WHAT IS EXPECTED = Put every line of the items below into a numbered list, skipping blank lines. Leave the pictures out of the answer.

MATERIAL SUPPLIED =
◆ ◆ ◆
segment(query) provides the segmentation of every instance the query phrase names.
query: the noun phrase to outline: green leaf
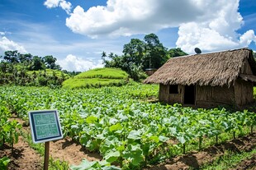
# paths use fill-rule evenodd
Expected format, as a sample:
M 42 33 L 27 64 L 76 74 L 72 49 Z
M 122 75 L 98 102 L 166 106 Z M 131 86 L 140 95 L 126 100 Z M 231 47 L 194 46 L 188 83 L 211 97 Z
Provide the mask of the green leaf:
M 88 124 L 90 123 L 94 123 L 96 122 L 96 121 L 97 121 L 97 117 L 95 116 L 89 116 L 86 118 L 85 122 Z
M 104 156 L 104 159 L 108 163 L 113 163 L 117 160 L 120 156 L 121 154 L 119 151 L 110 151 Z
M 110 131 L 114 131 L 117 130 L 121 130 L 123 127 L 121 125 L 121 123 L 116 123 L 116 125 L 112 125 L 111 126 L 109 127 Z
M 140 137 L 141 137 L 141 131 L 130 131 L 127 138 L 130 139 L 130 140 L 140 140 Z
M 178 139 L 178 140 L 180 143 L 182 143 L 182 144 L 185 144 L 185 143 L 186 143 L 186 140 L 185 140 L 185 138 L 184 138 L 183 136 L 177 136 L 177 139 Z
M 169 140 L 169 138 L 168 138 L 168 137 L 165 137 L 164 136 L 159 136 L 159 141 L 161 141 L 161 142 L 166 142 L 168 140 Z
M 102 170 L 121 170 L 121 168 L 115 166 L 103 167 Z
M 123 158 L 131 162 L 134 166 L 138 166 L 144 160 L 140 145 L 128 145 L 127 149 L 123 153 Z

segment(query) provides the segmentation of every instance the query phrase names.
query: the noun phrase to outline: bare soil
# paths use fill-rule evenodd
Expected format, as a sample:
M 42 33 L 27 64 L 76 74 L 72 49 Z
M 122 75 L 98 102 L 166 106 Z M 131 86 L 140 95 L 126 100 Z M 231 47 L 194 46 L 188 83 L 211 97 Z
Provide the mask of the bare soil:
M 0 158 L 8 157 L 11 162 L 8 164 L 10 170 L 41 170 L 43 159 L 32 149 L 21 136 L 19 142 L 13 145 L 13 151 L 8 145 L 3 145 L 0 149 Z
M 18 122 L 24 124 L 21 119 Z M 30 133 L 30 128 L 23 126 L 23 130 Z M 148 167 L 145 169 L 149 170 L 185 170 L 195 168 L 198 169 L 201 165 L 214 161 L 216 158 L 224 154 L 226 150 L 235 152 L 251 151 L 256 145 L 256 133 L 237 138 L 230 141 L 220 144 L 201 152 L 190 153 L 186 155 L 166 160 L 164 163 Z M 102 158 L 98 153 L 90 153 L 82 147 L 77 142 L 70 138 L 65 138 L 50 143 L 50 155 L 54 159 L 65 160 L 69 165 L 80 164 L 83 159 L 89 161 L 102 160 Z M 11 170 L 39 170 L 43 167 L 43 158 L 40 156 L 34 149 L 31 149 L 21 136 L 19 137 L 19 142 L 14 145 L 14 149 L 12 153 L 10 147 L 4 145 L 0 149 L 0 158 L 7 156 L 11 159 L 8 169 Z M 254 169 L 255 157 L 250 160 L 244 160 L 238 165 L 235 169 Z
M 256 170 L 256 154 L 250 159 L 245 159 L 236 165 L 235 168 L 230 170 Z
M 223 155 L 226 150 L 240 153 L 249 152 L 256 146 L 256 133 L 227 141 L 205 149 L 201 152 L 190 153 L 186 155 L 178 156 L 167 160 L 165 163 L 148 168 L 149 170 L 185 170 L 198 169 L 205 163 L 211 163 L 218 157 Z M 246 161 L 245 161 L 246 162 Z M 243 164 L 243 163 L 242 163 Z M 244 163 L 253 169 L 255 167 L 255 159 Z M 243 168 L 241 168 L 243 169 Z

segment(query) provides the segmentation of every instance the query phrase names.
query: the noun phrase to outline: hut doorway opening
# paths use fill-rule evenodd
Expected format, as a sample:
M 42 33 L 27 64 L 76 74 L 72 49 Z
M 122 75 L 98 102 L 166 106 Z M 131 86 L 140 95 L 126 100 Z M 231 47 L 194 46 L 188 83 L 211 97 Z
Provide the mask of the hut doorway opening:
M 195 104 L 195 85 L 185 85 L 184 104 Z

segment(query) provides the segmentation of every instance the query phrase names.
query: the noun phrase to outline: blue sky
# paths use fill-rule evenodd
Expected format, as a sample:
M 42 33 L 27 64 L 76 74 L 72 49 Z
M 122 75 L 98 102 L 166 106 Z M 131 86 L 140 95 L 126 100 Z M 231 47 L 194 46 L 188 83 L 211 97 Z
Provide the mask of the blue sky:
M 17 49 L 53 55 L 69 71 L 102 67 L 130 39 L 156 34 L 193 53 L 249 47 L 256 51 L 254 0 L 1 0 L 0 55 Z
◆ ◆ ◆
EXERCISE SOLUTION =
1. segment(query) provides the segmentation of every instance the query phrase names.
2. query: the noun phrase to outline: green leaf
3. # paths use fill-rule evenodd
4. Expected format, as a sample:
5. M 42 33 L 27 64 L 76 74 L 72 49 Z
6. M 122 75 L 98 102 L 166 106 Z M 131 86 L 140 95 L 126 100 Z M 231 47 L 194 46 L 188 83 L 211 97 Z
7. Provide the mask of the green leaf:
8. M 88 124 L 90 123 L 94 123 L 96 122 L 96 121 L 97 121 L 97 117 L 95 116 L 89 116 L 86 118 L 85 122 Z
9. M 104 156 L 104 159 L 108 163 L 113 163 L 117 160 L 120 156 L 121 154 L 119 151 L 110 151 Z
10. M 110 131 L 114 131 L 117 130 L 121 130 L 123 127 L 121 125 L 121 123 L 116 123 L 116 125 L 112 125 L 111 126 L 109 127 Z
11. M 140 137 L 141 137 L 141 131 L 130 131 L 127 138 L 130 139 L 130 140 L 140 140 Z
12. M 178 139 L 178 140 L 180 143 L 182 143 L 182 144 L 185 144 L 185 143 L 186 143 L 186 140 L 185 140 L 185 138 L 184 138 L 183 136 L 177 136 L 177 139 Z
13. M 169 140 L 169 138 L 168 138 L 168 137 L 165 137 L 164 136 L 159 136 L 159 141 L 161 141 L 161 142 L 166 142 L 168 140 Z
14. M 102 170 L 121 170 L 121 168 L 115 166 L 103 167 Z
15. M 123 158 L 131 162 L 134 166 L 138 166 L 144 160 L 140 145 L 128 145 L 127 149 L 123 153 Z
16. segment(query) provides the segmentation of every instance the query phrase names.
17. query: the noun phrase to outline: bare soil
18. # paths use fill-rule evenodd
19. Expected format, as a sample:
20. M 42 33 L 27 64 L 76 74 L 72 49 Z
21. M 122 75 L 98 102 L 166 106 Z M 131 86 L 140 95 L 126 100 Z M 231 47 L 194 46 L 188 83 L 211 97 Z
22. Provide the mask of the bare soil:
23. M 0 158 L 8 157 L 11 162 L 8 164 L 10 170 L 41 170 L 43 159 L 32 149 L 21 136 L 19 142 L 13 145 L 13 151 L 8 145 L 3 145 L 0 149 Z
24. M 18 122 L 24 124 L 21 119 Z M 30 133 L 30 128 L 23 126 L 23 130 Z M 148 167 L 145 169 L 149 170 L 185 170 L 195 168 L 198 169 L 201 165 L 214 161 L 216 158 L 224 154 L 226 150 L 235 152 L 251 151 L 256 145 L 256 133 L 237 138 L 230 141 L 220 144 L 201 152 L 190 153 L 186 155 L 166 160 L 164 163 Z M 102 158 L 98 153 L 90 153 L 82 147 L 77 142 L 70 138 L 65 138 L 50 143 L 50 155 L 54 159 L 65 160 L 69 165 L 80 164 L 83 159 L 89 161 L 102 160 Z M 11 170 L 39 170 L 43 167 L 43 158 L 40 156 L 34 149 L 31 149 L 21 136 L 19 137 L 19 142 L 14 145 L 14 149 L 12 153 L 10 147 L 4 145 L 0 149 L 0 158 L 7 156 L 11 159 L 8 169 Z M 254 169 L 255 157 L 250 160 L 244 160 L 238 165 L 235 169 Z
25. M 256 170 L 256 154 L 250 159 L 245 159 L 236 165 L 235 168 L 230 170 Z
26. M 223 155 L 226 150 L 240 153 L 249 152 L 256 146 L 256 133 L 227 141 L 205 149 L 201 152 L 190 153 L 186 155 L 178 156 L 167 160 L 165 163 L 148 168 L 149 170 L 185 170 L 198 169 L 205 163 L 211 163 L 218 157 Z M 246 161 L 245 161 L 246 162 Z M 243 164 L 243 163 L 242 163 Z M 244 163 L 253 169 L 255 167 L 255 159 Z M 243 168 L 241 168 L 243 169 Z
27. segment(query) provides the segmentation of every instance the query phrase names.
28. query: the noun phrase to outline: hut doorway opening
29. # paths use fill-rule evenodd
30. Expected format, as a sample:
31. M 42 33 L 27 64 L 76 74 L 72 49 Z
32. M 122 75 L 98 102 L 166 106 Z M 131 86 L 140 95 L 126 100 Z M 231 47 L 194 46 L 188 83 L 211 97 Z
33. Provide the mask of the hut doorway opening:
34. M 195 104 L 195 85 L 185 85 L 184 104 Z
35. segment(query) provides the segmentation of every instance the query phrase names.
36. query: the noun phrase to outline: blue sky
37. # paths use fill-rule evenodd
38. Expected format, as a sample:
39. M 42 33 L 27 64 L 76 74 L 72 49 Z
40. M 122 75 L 98 102 L 166 106 Z M 131 86 L 140 95 L 126 100 Z M 231 47 L 194 46 L 188 83 L 211 97 Z
41. Provide the mask of the blue sky:
42. M 17 49 L 53 55 L 69 71 L 102 67 L 130 39 L 156 34 L 193 53 L 249 47 L 256 51 L 254 0 L 1 0 L 0 55 Z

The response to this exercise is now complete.